### YOUR GOAL
Turn every one of the lines below into a numbered list, leaving out any blank lines.

### RECORDS PROVIDED
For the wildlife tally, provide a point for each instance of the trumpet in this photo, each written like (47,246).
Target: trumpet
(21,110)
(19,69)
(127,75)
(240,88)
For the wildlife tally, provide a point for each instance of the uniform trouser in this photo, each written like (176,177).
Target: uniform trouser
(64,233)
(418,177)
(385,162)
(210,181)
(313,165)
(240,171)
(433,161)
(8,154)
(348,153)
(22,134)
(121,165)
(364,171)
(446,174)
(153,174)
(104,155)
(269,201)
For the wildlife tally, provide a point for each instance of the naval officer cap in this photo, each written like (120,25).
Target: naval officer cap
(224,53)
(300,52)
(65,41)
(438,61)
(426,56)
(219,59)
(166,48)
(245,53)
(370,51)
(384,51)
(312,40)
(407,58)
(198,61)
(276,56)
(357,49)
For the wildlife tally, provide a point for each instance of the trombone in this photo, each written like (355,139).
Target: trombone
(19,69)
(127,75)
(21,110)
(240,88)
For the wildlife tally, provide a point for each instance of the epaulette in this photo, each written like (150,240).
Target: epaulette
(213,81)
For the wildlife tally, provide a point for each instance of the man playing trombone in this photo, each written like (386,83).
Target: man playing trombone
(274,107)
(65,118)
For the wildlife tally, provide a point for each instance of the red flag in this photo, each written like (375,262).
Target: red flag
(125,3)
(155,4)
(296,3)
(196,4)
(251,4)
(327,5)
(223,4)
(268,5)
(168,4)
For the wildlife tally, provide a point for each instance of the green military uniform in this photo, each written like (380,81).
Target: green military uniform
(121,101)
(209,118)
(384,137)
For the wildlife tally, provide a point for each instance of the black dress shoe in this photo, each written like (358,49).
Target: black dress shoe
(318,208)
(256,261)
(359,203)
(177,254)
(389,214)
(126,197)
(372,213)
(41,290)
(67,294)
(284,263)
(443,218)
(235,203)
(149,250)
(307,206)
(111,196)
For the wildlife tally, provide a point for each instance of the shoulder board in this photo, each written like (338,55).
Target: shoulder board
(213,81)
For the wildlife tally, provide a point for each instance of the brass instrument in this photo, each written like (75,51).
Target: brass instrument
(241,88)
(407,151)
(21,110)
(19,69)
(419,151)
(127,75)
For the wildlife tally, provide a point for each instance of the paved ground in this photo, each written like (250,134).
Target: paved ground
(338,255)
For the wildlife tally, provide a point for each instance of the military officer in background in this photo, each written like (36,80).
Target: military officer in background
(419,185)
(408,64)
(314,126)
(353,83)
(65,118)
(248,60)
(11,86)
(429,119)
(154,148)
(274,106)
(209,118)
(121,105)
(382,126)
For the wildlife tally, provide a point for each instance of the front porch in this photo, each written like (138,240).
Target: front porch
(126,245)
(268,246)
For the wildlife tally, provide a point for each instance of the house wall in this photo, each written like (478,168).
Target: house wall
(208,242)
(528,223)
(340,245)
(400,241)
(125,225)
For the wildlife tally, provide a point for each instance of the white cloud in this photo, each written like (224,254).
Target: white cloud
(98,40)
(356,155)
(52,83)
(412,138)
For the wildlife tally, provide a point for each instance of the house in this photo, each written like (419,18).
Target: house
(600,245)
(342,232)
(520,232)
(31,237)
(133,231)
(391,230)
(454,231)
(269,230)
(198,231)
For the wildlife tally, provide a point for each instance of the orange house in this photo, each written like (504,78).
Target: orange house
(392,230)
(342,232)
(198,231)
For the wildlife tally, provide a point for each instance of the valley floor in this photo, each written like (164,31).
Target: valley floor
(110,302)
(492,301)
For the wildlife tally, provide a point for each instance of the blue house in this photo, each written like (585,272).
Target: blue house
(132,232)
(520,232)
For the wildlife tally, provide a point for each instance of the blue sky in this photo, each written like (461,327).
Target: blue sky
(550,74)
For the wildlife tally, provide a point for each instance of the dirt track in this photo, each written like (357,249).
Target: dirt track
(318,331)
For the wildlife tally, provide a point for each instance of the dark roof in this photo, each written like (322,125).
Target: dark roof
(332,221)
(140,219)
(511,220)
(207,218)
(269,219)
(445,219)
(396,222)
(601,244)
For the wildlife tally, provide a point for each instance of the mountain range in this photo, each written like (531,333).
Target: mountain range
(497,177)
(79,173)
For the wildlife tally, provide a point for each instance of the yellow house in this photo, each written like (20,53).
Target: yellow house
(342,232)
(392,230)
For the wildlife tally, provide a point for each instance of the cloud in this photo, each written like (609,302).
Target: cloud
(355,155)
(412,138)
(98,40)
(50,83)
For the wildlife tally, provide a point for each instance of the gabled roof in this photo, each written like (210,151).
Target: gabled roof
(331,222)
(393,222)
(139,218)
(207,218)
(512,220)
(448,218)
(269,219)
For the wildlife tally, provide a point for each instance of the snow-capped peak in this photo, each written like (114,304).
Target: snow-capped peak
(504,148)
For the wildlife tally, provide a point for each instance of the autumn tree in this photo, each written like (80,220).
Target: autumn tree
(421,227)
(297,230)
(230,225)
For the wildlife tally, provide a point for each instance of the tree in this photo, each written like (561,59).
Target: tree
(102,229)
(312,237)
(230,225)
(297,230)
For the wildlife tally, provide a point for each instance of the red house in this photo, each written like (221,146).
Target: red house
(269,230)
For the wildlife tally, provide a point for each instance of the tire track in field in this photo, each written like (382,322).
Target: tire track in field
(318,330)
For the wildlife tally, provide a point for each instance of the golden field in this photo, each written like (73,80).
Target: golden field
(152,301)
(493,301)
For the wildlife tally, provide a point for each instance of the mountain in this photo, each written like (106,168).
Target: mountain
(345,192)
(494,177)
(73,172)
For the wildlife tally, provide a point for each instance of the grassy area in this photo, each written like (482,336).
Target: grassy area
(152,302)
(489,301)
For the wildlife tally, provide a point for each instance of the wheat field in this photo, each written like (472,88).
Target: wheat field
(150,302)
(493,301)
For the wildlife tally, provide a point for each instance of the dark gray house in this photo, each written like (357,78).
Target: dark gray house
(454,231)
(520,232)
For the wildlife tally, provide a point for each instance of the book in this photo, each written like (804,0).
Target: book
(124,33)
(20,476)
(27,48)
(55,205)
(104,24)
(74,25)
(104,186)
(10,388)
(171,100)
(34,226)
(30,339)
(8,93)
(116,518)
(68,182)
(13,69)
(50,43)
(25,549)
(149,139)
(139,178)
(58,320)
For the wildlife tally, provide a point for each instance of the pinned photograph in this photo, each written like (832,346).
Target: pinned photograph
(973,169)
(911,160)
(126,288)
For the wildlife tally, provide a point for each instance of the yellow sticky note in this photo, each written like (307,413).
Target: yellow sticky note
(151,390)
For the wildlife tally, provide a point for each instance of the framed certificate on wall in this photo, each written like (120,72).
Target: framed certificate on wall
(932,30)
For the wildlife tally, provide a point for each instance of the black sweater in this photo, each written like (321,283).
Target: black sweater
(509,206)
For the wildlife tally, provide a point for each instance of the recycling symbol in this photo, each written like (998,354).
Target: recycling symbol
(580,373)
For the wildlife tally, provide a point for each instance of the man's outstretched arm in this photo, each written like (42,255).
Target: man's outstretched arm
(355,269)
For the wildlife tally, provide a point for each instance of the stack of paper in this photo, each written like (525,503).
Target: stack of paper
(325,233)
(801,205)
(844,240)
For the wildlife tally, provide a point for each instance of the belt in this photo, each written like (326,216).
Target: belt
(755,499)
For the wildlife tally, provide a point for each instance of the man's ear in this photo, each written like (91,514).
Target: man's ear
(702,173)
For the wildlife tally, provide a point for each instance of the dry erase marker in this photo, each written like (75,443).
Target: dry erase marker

### TASK RESULT
1. For the wildlife tally, provide a point for each instance of the trumpet in this photo, each written like (47,246).
2. Target: trumpet
3. (21,110)
4. (19,69)
5. (127,75)
6. (240,88)
7. For the wildlife tally, provide a point for each instance of the uniform trouser in this photo, each written like (176,177).
8. Target: uniform trouser
9. (64,233)
10. (418,177)
11. (385,162)
12. (210,181)
13. (313,165)
14. (240,171)
15. (433,161)
16. (8,154)
17. (348,153)
18. (22,134)
19. (121,165)
20. (364,171)
21. (446,174)
22. (153,174)
23. (104,155)
24. (269,201)
25. For the wildlife tally, provide a point for each instance of the naval officer cap in this photo, each written like (120,25).
26. Target: naval officer cap
27. (224,53)
28. (300,52)
29. (65,41)
30. (438,61)
31. (426,56)
32. (219,59)
33. (166,48)
34. (245,53)
35. (370,51)
36. (384,51)
37. (312,40)
38. (407,58)
39. (198,61)
40. (276,56)
41. (357,49)
42. For the wildlife tally, provide a point for each instance of the trombone in this photo, each written like (355,139).
43. Target: trombone
44. (19,69)
45. (127,75)
46. (21,110)
47. (240,88)
48. For the wildlife tally, provide a point for each instance of the epaulette in this photo, each written like (150,240).
49. Target: epaulette
50. (213,81)
51. For the wildlife tally, provide a point for each instance of the man playing trombone in this photo, each written like (386,83).
52. Target: man playing trombone
53. (274,107)
54. (65,118)
55. For the wildlife tally, provide a point for each instance of the red flag in this photo, each written like (375,262).
56. Target: red flag
57. (125,3)
58. (155,4)
59. (296,3)
60. (196,4)
61. (251,4)
62. (327,5)
63. (223,4)
64. (268,5)
65. (168,4)
66. For the wildlife tally, provide a point for each instance of the green military uniform in this photo, each written like (380,81).
67. Target: green military uniform
68. (121,101)
69. (209,118)
70. (384,137)
71. For the wildlife tally, provide a point for each instance of the black dress shoe in this photo, each written like (358,49).
72. Target: black dress shoe
73. (318,208)
74. (256,261)
75. (359,203)
76. (177,254)
77. (389,214)
78. (126,197)
79. (372,213)
80. (41,290)
81. (67,294)
82. (284,263)
83. (443,218)
84. (235,203)
85. (149,250)
86. (307,206)
87. (111,196)
88. For the wildlife tally, provide a point for each instance of the shoulder board in this photo, each written like (338,55).
89. Target: shoulder board
90. (213,81)
91. For the wildlife tally, provide a point for each instance of the brass instrument in this photo, each written like (75,51).
92. Target: brass instrument
93. (241,88)
94. (407,151)
95. (21,110)
96. (19,69)
97. (419,151)
98. (127,75)
99. For the wildlife tally, provide a point for each instance of the paved ground in this photo, each written like (250,134).
100. Target: paved ground
101. (338,255)
102. For the wildlife tally, provide a point for each instance of the military officer in background in this photo, each written like (36,80).
103. Target: military officer in background
104. (419,185)
105. (408,64)
106. (314,126)
107. (353,83)
108. (65,118)
109. (248,60)
110. (11,86)
111. (429,119)
112. (154,148)
113. (274,106)
114. (209,118)
115. (121,105)
116. (382,126)
117. For the wildlife tally, provide a point for each instance of the front porch in this photo, each written like (138,240).
118. Target: front porch
119. (126,245)
120. (268,246)
121. For the wildlife tally, provide a point for each instance of the house wall in this photo, each written like (478,168).
122. Target: house wall
123. (208,242)
124. (528,223)
125. (340,245)
126. (400,241)
127. (125,225)
128. For the wildlife tally, provide a point for each instance of the white cloud in this photo, each written like (224,254).
129. Target: white cloud
130. (98,40)
131. (356,155)
132. (52,83)
133. (412,138)
134. For the wildlife tally, provide a point for each instance of the house in this photo, each written like (419,18).
135. Target: house
136. (600,245)
137. (342,232)
138. (520,232)
139. (31,237)
140. (133,231)
141. (391,230)
142. (454,231)
143. (269,230)
144. (198,231)
145. For the wildlife tally, provide a point for each instance of the orange house in this photo, each written like (504,78).
146. Target: orange house
147. (392,230)
148. (342,232)
149. (198,231)
150. For the wildlife tally, provide a point for each instance of the valley floor in this photo, each written like (164,31).
151. Target: valley floor
152. (110,302)
153. (492,301)
154. For the wildlife tally, provide a point for each instance of the blue house in this photo, each written like (585,272).
155. Target: blue house
156. (132,232)
157. (520,232)
158. For the wildlife tally, provide a point for each instance of the blue sky in this photo, each written like (461,327).
159. Target: blue sky
160. (550,74)
161. For the wildlife tally, provide a point for each instance of the dirt track in this photo, each written like (357,249).
162. Target: dirt track
163. (318,331)
164. For the wildlife tally, provide a point for each instance of the dark roof in this photo, each written like (322,125).
165. Target: dark roof
166. (332,221)
167. (140,219)
168. (511,220)
169. (207,218)
170. (269,219)
171. (445,219)
172. (396,222)
173. (601,244)
174. For the wildlife tally, provide a point for each instance of the mountain range in this photo, each written like (531,333).
175. Target: mountain range
176. (497,177)
177. (79,173)
178. For the wildlife tally, provide a point for each instance of the yellow house in this photo, each written like (20,53).
179. Target: yellow house
180. (342,232)
181. (392,230)
182. For the wildlife tally, provide a point for each instance of the cloud in this photo, each written like (609,302).
183. Target: cloud
184. (355,155)
185. (412,138)
186. (98,40)
187. (50,83)
188. For the wildlife tally, provide a point for each instance of the gabled roof in this photo, each written like (210,151).
189. Target: gabled roof
190. (331,222)
191. (393,222)
192. (139,218)
193. (207,218)
194. (512,220)
195. (448,218)
196. (269,219)
197. For the wildlife tally, provide a point for each instance of the snow-capped peak in this photo, each written like (114,304).
198. Target: snow-capped peak
199. (504,148)
200. For the wildlife tally, provide a point for each instance of the autumn tree in this photo, each written like (80,220).
201. Target: autumn tree
202. (421,227)
203. (297,230)
204. (230,225)
205. For the wildlife tally, provide a point for each instance of the tree in this photo, each written like (561,59).
206. Target: tree
207. (102,229)
208. (312,237)
209. (230,225)
210. (297,230)
211. For the wildlife tally, provide a point for each instance of the red house in this photo, each written like (221,146).
212. Target: red house
213. (269,230)
214. For the wildlife tally, provide a point for each instance of the tire track in field in this photo, each written like (382,322).
215. Target: tire track in field
216. (318,330)
217. For the wildlife tally, provide a point for each instance of the golden field in this photo, each written like (73,80).
218. Target: golden field
219. (152,301)
220. (493,301)
221. For the wildlife tally, provide a point for each instance of the mountain in this photo, each written like (106,168).
222. Target: mountain
223. (345,192)
224. (494,177)
225. (73,172)
226. For the wildlife tally, provide a point for each instance of the grassy area in this photo, each written like (482,336).
227. Target: grassy area
228. (152,302)
229. (489,301)
230. For the wildlife tally, provide a point for each instance of the wheat field in this photo, each written like (472,88).
231. Target: wheat field
232. (150,302)
233. (493,301)
234. For the wildlife tally, provide a point for each instance of the dark gray house in this photo, each written like (357,78).
235. Target: dark gray house
236. (454,231)
237. (520,232)
238. For the wildlife tally, provide a point for each instance of the book in this photo, each written like (804,0).
239. Target: book
240. (124,33)
241. (20,476)
242. (27,48)
243. (55,205)
244. (104,24)
245. (74,25)
246. (104,186)
247. (10,388)
248. (171,100)
249. (34,226)
250. (30,339)
251. (8,93)
252. (116,518)
253. (68,182)
254. (13,69)
255. (50,43)
256. (25,549)
257. (149,139)
258. (139,178)
259. (58,320)
260. For the wildlife tally, provide a point for each instance of the pinned photograph in this photo, each written like (832,346).
261. Target: pinned photograph
262. (973,169)
263. (911,160)
264. (126,288)
265. For the wildlife tally, provide a point for each instance of the yellow sticky note in this photo, each written like (307,413).
266. Target: yellow sticky note
267. (151,390)
268. For the wildlife tally, provide a point for each instance of the framed certificate on wall in this photo, each written like (120,72).
269. Target: framed certificate on wall
270. (932,30)
271. For the wildlife tally, provide a point for each instance of the black sweater in this photo, each written like (321,283).
272. Target: black sweater
273. (509,206)
274. For the wildlife tally, provide a point for each instance of the recycling symbol in this photo, each written like (998,354).
275. Target: recycling symbol
276. (580,373)
277. For the wildlife tally, provide a point for each instance of the man's outstretched arm in this photo, each written like (42,255).
278. Target: man's outstretched arm
279. (355,269)
280. For the wildlife tally, provide a point for each instance of the stack of paper in this photo, each written like (525,503).
281. Target: stack of paper
282. (325,233)
283. (801,205)
284. (844,240)
285. For the wildlife tally, provide a point for each instance of the belt in this photo, each written like (326,216).
286. Target: belt
287. (755,499)
288. For the wildlife tally, provide a point for each instance of the man's ear in this photo, each written like (91,514).
289. Target: man's ear
290. (702,173)
291. For the wildlife tally, provide a point for each instance of the dry erase marker in this photo, each written like (75,443).
292. Target: dry erase marker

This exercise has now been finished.